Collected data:
..............................

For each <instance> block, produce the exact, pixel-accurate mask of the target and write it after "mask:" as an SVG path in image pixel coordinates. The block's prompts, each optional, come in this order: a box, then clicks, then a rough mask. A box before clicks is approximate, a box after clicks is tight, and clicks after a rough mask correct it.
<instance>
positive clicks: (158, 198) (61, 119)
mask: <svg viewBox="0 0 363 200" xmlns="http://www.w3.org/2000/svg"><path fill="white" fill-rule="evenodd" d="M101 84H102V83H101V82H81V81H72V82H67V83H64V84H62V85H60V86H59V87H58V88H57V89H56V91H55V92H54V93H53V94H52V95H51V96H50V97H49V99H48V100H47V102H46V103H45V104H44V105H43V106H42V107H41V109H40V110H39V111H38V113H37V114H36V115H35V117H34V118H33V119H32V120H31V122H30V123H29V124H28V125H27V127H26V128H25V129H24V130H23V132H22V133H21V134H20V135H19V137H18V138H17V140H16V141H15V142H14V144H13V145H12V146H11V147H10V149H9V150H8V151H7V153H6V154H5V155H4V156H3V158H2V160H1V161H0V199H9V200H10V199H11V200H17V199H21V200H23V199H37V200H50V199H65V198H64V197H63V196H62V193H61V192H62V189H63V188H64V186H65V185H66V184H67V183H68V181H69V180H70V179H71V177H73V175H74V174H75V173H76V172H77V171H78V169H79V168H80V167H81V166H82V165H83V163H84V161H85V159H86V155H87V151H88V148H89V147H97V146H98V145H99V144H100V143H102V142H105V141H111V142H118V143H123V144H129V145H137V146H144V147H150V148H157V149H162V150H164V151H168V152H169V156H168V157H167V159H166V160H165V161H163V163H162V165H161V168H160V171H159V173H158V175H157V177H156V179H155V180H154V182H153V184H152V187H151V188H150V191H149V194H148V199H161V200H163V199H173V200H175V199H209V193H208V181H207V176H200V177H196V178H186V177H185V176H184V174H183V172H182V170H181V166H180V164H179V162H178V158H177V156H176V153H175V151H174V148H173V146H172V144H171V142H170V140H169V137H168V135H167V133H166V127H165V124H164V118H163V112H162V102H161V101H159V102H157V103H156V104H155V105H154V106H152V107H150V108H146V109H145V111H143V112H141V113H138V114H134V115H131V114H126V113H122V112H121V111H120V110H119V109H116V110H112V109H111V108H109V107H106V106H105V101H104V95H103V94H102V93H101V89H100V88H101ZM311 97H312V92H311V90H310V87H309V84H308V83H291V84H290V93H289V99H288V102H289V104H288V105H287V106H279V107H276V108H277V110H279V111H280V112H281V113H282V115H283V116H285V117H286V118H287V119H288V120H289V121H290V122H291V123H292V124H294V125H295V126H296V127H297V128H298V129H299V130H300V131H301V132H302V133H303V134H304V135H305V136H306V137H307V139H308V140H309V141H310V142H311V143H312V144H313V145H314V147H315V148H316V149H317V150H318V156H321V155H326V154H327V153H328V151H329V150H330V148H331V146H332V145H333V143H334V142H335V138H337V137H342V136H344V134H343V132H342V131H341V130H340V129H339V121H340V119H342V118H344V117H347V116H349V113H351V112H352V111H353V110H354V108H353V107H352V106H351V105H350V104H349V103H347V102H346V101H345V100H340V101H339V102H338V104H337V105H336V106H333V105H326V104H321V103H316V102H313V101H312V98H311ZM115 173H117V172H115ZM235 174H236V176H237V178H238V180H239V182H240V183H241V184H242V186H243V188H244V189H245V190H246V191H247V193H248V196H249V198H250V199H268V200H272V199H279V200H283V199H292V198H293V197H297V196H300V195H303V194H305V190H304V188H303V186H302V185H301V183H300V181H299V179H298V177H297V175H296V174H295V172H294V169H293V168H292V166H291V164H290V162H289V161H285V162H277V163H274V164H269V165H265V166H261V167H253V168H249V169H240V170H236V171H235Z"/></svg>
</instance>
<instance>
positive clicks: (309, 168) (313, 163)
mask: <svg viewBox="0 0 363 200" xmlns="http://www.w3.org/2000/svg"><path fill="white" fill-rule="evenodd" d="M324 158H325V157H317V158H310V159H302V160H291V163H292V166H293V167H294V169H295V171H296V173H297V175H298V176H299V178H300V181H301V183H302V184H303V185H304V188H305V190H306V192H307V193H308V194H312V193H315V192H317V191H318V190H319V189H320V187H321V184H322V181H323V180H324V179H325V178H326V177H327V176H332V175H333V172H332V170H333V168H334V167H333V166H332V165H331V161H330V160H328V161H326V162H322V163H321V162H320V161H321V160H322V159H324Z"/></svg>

..............................

- **YOUR TASK**: Reproduce the material verbatim from its first line through the line containing "positive clicks: (158, 198) (61, 119)", including both of those lines.

- **PROBLEM SOLUTION**:
For each <instance> block, produce the exact, pixel-accurate mask of the target and write it after "mask:" as an SVG path in image pixel coordinates. The block's prompts, each optional, come in this order: a box, then clicks, then a rough mask. A box before clicks is approximate, a box after clicks is tight, and clicks after a rough mask correct it.
<instance>
positive clicks: (158, 198) (61, 119)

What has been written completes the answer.